PAGE
#####

Tuesday, 29 March 2011

A RAMSGATE BOY’S MEMORIES OF THE SECOND WORLD WAR

A couple of new books out today the first being A RAMSGATE BOY’S MEMORIES OF THE SECOND WORLD WAR By Denis Rose.

This is an A5 32 page booklet priced at £2.99 including p&p to a UK address, it will be available via our website hopefully by the weekend, if you can’t wait until then email me MichaelChild@aol.com

Alternatively you can ring 01843 589500 or come to the bookshop during shop hours 9.30 to 5.30 not Thursday or Sunday, all normal payment methods accepted, Visa, Mastercard, Paypal, cheque, cash.

Here are my notes from the book, and the first page, by way of introduction.

Publisher’s note

As you can see although Denis wrote this memoir in 1996 and died in 2001 it has only recently come to me for publication. World War 2 is fast slipping from living memory and I am anxious to obtain any other Thanet war memories for publication.

The picture on the back cover relates to the aeroplane that flew into Wellington Crescent and shows the damage to the front of the house there.

Another factor of interest to those reading this may be the school leaving age, I hope these notes are useful. The first school leaving age was set in 1880 at 10 years, this was raised to 11 in 1893, 12 in 1899, 14 in 1921, 15 in 1947 and 16 in 1968.

I would say from personal experience that the whole business of being able to work under the school leaving age extended up to about 1970 as there was much less regulation of casual employment.

The book “Thanet at War” mentioned at the beginning of this booklet is now out of print and costs around the £20 to £30 mark secondhand, other books of interest are: “To a Safer Place; more memories of Kent evacuees” this covers Thanet, Canterbury And Ashford, was originally published in 2000 at £14.95 and I still have a few copies in stock at this price.

My own publications; “Dangerous Coastline 1939 – 1945”, “Ramsgate August 1940” and “Midst Bands and Bombs 1946”.

These are available from our website michaelsbookshop.com where there is more information about them, or of course you can ring up or write to the bookshop, for more information or to order them, contact details at the back of this booklet.

#####

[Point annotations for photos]

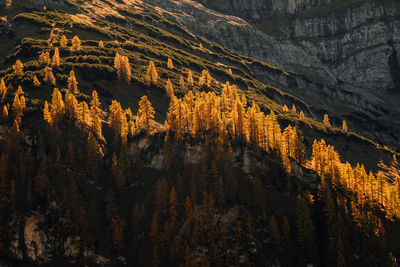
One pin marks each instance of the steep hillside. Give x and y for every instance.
(128, 138)
(343, 55)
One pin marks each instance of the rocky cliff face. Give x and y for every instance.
(343, 55)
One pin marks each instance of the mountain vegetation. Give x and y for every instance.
(136, 146)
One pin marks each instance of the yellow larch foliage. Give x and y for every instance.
(3, 87)
(63, 41)
(115, 117)
(326, 121)
(72, 83)
(44, 58)
(205, 79)
(182, 84)
(344, 126)
(76, 44)
(301, 115)
(151, 74)
(49, 76)
(169, 88)
(56, 58)
(18, 68)
(46, 113)
(57, 106)
(5, 112)
(145, 115)
(170, 65)
(36, 82)
(190, 80)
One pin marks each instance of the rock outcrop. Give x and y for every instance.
(342, 55)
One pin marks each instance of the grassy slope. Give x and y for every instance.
(142, 36)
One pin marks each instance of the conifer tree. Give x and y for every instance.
(56, 58)
(151, 74)
(170, 65)
(72, 83)
(190, 80)
(44, 58)
(18, 68)
(36, 82)
(126, 69)
(118, 64)
(5, 112)
(63, 41)
(46, 113)
(182, 84)
(301, 116)
(169, 88)
(3, 87)
(285, 108)
(145, 115)
(205, 79)
(326, 121)
(48, 76)
(344, 126)
(57, 106)
(76, 44)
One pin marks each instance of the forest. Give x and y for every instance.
(219, 183)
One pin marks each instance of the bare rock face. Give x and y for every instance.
(343, 56)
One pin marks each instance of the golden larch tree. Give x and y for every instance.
(49, 76)
(170, 65)
(44, 58)
(3, 87)
(301, 115)
(76, 44)
(5, 112)
(18, 68)
(56, 58)
(285, 108)
(326, 121)
(72, 83)
(169, 88)
(145, 114)
(190, 80)
(344, 126)
(36, 82)
(205, 79)
(151, 74)
(182, 84)
(63, 41)
(46, 113)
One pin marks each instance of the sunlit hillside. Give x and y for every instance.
(127, 139)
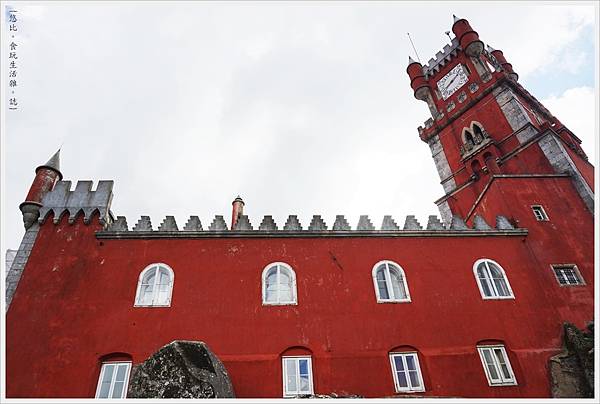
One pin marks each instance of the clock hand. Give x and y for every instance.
(452, 81)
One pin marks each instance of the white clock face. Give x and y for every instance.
(452, 81)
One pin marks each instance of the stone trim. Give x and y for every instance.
(16, 270)
(487, 186)
(560, 160)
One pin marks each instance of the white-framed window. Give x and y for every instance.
(155, 286)
(113, 380)
(297, 375)
(279, 284)
(390, 283)
(567, 275)
(496, 365)
(406, 372)
(539, 213)
(492, 280)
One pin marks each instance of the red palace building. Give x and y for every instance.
(469, 305)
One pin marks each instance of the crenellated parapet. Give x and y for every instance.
(243, 227)
(82, 199)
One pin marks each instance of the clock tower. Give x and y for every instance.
(486, 130)
(499, 151)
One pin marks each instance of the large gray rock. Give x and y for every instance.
(572, 370)
(181, 369)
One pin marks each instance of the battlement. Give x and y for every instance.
(441, 58)
(268, 227)
(82, 199)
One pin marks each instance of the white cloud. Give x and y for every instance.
(302, 108)
(575, 108)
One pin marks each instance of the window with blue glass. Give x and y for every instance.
(297, 375)
(406, 372)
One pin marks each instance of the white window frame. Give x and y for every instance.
(279, 302)
(495, 295)
(540, 213)
(112, 381)
(155, 291)
(501, 380)
(388, 283)
(296, 360)
(410, 388)
(575, 270)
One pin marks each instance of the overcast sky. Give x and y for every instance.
(301, 108)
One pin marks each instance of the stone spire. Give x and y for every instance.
(237, 211)
(53, 163)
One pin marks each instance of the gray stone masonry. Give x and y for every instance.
(61, 199)
(119, 225)
(514, 112)
(364, 223)
(441, 164)
(193, 224)
(13, 275)
(243, 223)
(389, 224)
(144, 224)
(318, 227)
(433, 223)
(317, 224)
(218, 224)
(292, 224)
(560, 160)
(411, 223)
(457, 223)
(341, 223)
(268, 224)
(441, 58)
(168, 224)
(445, 211)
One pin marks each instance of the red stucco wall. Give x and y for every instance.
(74, 304)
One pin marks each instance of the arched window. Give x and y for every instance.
(155, 286)
(492, 280)
(478, 134)
(279, 284)
(390, 283)
(469, 142)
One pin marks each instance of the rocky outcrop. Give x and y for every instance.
(572, 371)
(181, 369)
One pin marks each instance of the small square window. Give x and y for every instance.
(406, 372)
(297, 376)
(567, 275)
(539, 213)
(496, 365)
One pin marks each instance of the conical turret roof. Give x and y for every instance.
(53, 163)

#####

EXERCISES
A - List every payment method that the Ramsgate memoir announcement says the bookshop accepts.
B - Decide whether each statement agrees with the Ramsgate memoir announcement. Answer yes or no and quote the deciding words. (i) The booklet runs to 32 pages. (ii) The bookshop is open on Thursdays. (iii) The school leaving age was raised to 15 in 1947.
C - Continue the Ramsgate memoir announcement from its last sentence.

ANSWERS TO THE EXERCISE
A - Visa, Mastercard, Paypal, cheque, cash

B -
(i) Yes: "This is an A5 32 page booklet"
(ii) No: "not Thursday or Sunday"
(iii) Yes: "15 in 1947"

C -
Finally just to say I found this an interesting and edifying read that adds to my understanding of Ramsgate during the Second World War.


Michael Child March MMXI


ALL OF SUDDEN EVERYTHING WAS DIFFERENT

Having received a book “Thanet At War 1939 – 1945” for Xmas 1996 from my daughter and son in law, Terri and Nick, and glancing through it set me thinking back to when I was a boy. I remember the morning the war started. It was a Sunday and everyone was going about their normal business – but all of a sudden everything was different.

A man announced on the radio that “we have had no communication from the German Chancellor, so consequently we are at war with Germany”. Everything went quiet all around, out in the street and indoors, then the siren went – a long wailing sound.

My Mother said, “What do we do now?” Nobody knew, so we got under the big wooden kitchen table. Why? I don’t know. I suppose we thought it was safe there.

Later the All Clear Siren went (a long continuous note) and everyone in the street went about their business. I was seven and a half years old and that date was September 3rd 1939.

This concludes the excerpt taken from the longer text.